- **Materials provided**:
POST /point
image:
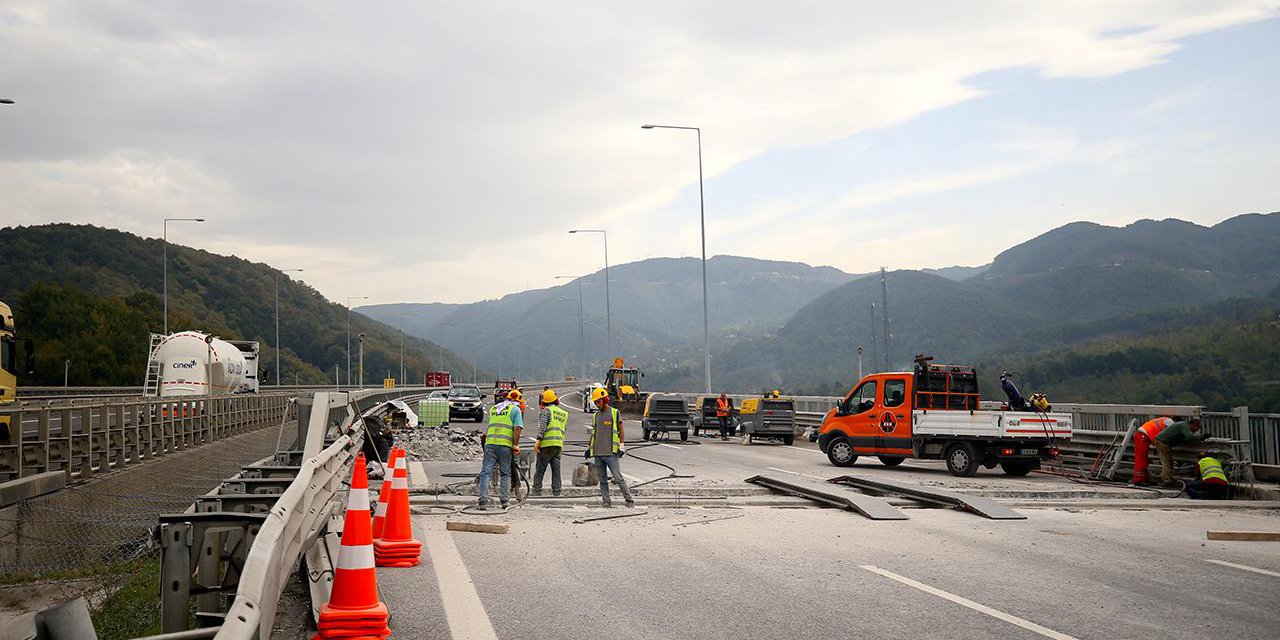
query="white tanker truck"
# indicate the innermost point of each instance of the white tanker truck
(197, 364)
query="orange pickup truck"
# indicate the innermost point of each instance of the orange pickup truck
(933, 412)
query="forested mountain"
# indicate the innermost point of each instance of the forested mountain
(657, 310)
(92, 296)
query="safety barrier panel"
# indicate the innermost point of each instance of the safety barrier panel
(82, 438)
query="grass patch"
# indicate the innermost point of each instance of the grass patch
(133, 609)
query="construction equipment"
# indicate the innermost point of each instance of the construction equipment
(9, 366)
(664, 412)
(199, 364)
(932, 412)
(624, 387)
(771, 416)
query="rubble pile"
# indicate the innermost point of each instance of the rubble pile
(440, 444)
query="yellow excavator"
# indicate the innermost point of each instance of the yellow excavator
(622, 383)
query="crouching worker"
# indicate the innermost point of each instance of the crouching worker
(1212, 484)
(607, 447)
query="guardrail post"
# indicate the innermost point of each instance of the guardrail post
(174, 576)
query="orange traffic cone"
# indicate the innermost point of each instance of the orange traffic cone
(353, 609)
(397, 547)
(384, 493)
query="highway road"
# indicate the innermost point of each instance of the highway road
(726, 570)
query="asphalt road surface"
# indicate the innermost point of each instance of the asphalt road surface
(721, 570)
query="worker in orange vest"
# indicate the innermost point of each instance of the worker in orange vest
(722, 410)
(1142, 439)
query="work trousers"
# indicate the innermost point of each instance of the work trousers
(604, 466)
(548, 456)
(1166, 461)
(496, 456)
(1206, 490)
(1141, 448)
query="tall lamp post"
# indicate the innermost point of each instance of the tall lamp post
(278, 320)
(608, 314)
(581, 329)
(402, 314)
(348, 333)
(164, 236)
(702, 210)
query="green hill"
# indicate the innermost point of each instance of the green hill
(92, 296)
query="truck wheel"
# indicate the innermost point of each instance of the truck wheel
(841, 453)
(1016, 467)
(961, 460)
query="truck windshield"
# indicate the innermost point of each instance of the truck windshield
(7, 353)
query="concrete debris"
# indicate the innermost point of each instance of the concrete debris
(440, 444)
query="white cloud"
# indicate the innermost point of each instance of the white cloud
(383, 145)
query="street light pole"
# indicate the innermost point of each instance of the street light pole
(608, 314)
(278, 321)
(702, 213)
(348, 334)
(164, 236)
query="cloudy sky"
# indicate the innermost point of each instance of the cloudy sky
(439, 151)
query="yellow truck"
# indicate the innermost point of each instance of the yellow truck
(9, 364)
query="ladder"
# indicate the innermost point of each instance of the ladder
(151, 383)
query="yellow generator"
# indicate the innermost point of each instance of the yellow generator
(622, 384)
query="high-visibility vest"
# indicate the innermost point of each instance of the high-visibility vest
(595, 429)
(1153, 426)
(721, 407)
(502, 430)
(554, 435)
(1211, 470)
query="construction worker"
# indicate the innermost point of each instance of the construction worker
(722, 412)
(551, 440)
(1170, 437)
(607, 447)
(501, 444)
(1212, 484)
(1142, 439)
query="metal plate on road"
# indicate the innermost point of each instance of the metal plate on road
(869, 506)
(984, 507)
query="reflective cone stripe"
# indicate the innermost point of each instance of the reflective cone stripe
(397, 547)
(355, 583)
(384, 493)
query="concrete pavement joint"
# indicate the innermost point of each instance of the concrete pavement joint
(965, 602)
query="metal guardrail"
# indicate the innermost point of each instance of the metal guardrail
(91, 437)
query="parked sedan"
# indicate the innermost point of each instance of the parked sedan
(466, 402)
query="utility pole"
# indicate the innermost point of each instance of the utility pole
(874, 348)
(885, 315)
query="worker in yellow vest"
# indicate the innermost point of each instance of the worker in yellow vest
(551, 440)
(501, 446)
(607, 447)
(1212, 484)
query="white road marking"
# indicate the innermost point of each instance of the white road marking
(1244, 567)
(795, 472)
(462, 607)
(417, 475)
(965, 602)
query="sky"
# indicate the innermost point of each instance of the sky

- **Exercise details**: Output the material word for word. Pictures do not go in.

- **Answer space**:
POST /point
image:
query="white tanker truck"
# indicate the innermost point of each instance of the white tanker truck
(197, 364)
query="orange pickup truck"
# indicate the innermost point of each instance of the orange pickup truck
(933, 412)
query="forested mountain"
# indicate the innermost point of each instance of the forested mountain
(657, 310)
(92, 296)
query="safety barrier panel"
# indicate the innermost point of each instance of the safety barrier panel
(82, 438)
query="grass patch"
# indicate the innermost point of each instance of the grass patch
(133, 609)
query="construction equipment"
# indicate the innermost point of each instance of the construction equipment
(9, 366)
(664, 412)
(199, 364)
(932, 412)
(624, 387)
(771, 416)
query="rubble pile"
# indicate the innermost point of each instance of the rubble pile
(440, 444)
query="yellow excavator"
# indicate the innermost point of each instance of the yellow excavator
(622, 383)
query="crouching worker"
# indicate the innermost point of each instance of the crouching worker
(1212, 484)
(607, 447)
query="guardrail post"
# indicate the innermost point of each instance of the guardrail post
(174, 576)
query="orange traffic cone"
# indicate the innermost point of each instance of the orange traffic cone
(353, 609)
(397, 547)
(384, 493)
query="highway road"
# indicate the innermost point of each instance of the highway road
(726, 570)
query="asphalt road surface"
# indicate the innermost point of each instance of the asphalt road surface
(721, 570)
query="worker in orange vest"
# indicate the innermost point of each instance of the worker in orange vest
(722, 410)
(1142, 439)
query="work trousers"
# indicate the innermost point of each instance of the work trousers
(604, 466)
(548, 456)
(1166, 461)
(496, 456)
(1206, 490)
(1141, 448)
query="tall lamp post"
# indicate the innermost point of each instance of the tall lamp post
(278, 320)
(608, 314)
(581, 329)
(402, 314)
(348, 333)
(164, 236)
(702, 210)
query="green hill"
# indicate the innermost point of each instance of the green hill
(92, 296)
query="truck wheel"
# indicate the innermost point of each instance of the truck wheel
(841, 453)
(1016, 467)
(961, 460)
query="truck windshield"
# indicate the innermost point of each instance of the truck windshield
(7, 353)
query="concrete debris"
# indicate the innermost point of each instance of the concrete debris
(440, 444)
query="white cloud"
# indicate the innermost point of each instance of the white cloud
(383, 145)
query="street light pole"
# indicate the innermost point of each instance of the street light pole
(608, 314)
(278, 321)
(702, 213)
(348, 334)
(164, 236)
query="cloudy sky"
# indicate the innermost point of each instance of the cloudy sky
(439, 151)
query="yellow truck"
# indicate the innermost point of each instance of the yellow truck
(9, 364)
query="ladder"
# indicate the innermost point of each instance of the ladder
(151, 383)
query="yellow generator"
# indicate the innermost point of each instance of the yellow generator
(622, 384)
query="high-visibility vest"
# indicate the innermost point of each instance of the high-visibility vest
(595, 429)
(1153, 426)
(721, 407)
(502, 430)
(554, 435)
(1211, 470)
query="construction worker"
# indicate the innermost point of each instance of the construction worker
(722, 412)
(551, 440)
(1170, 437)
(607, 447)
(501, 444)
(1212, 484)
(1142, 439)
query="metal plate on road"
# indicate the innermost point of each instance of the metal plate on road
(869, 506)
(984, 507)
query="reflective cone stripe"
# indicate the innermost point of each instance of the reflective cone stripe
(397, 547)
(355, 583)
(384, 493)
query="concrete pavement joint"
# indicate the innermost point of each instance of the concrete pavement joint
(965, 602)
query="metal guardrail"
# indicate the innermost point of each instance of the metal guardrail
(91, 437)
query="parked sedan"
# indicate the innermost point of each instance of the parked sedan
(466, 402)
query="utility pole"
# indicate the innermost point of each instance of the utility pole
(874, 348)
(885, 315)
query="worker in yellow vest"
# indicate the innermost point of each instance of the worker in yellow vest
(551, 440)
(501, 446)
(607, 447)
(1212, 484)
query="white road marking"
# indicate the innermost point of each instance of the white road marking
(1244, 567)
(795, 472)
(462, 607)
(417, 475)
(965, 602)
query="sky"
# indicate the innermost point of each instance of the sky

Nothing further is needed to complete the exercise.